PROBLEM TO WORK ON —
Please give an exact transcription of the lines below, from the one that contains "point | for" to the very last, with no other lines.

Collected data entries:
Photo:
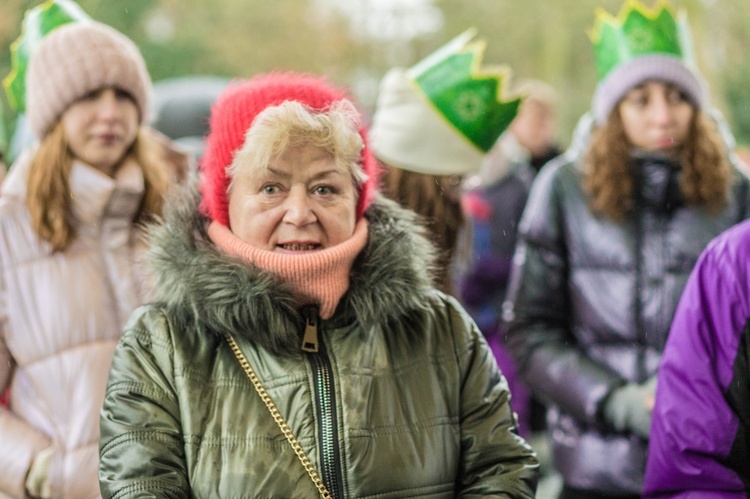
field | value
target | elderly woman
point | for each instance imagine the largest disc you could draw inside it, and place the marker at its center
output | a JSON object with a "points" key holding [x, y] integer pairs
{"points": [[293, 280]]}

WRITTEN REPLY —
point | for each instance imagine the largest disc you could draw inside it, and place the marker at its center
output | a JSON object with a "points" key holding [x, y] integer pairs
{"points": [[293, 280]]}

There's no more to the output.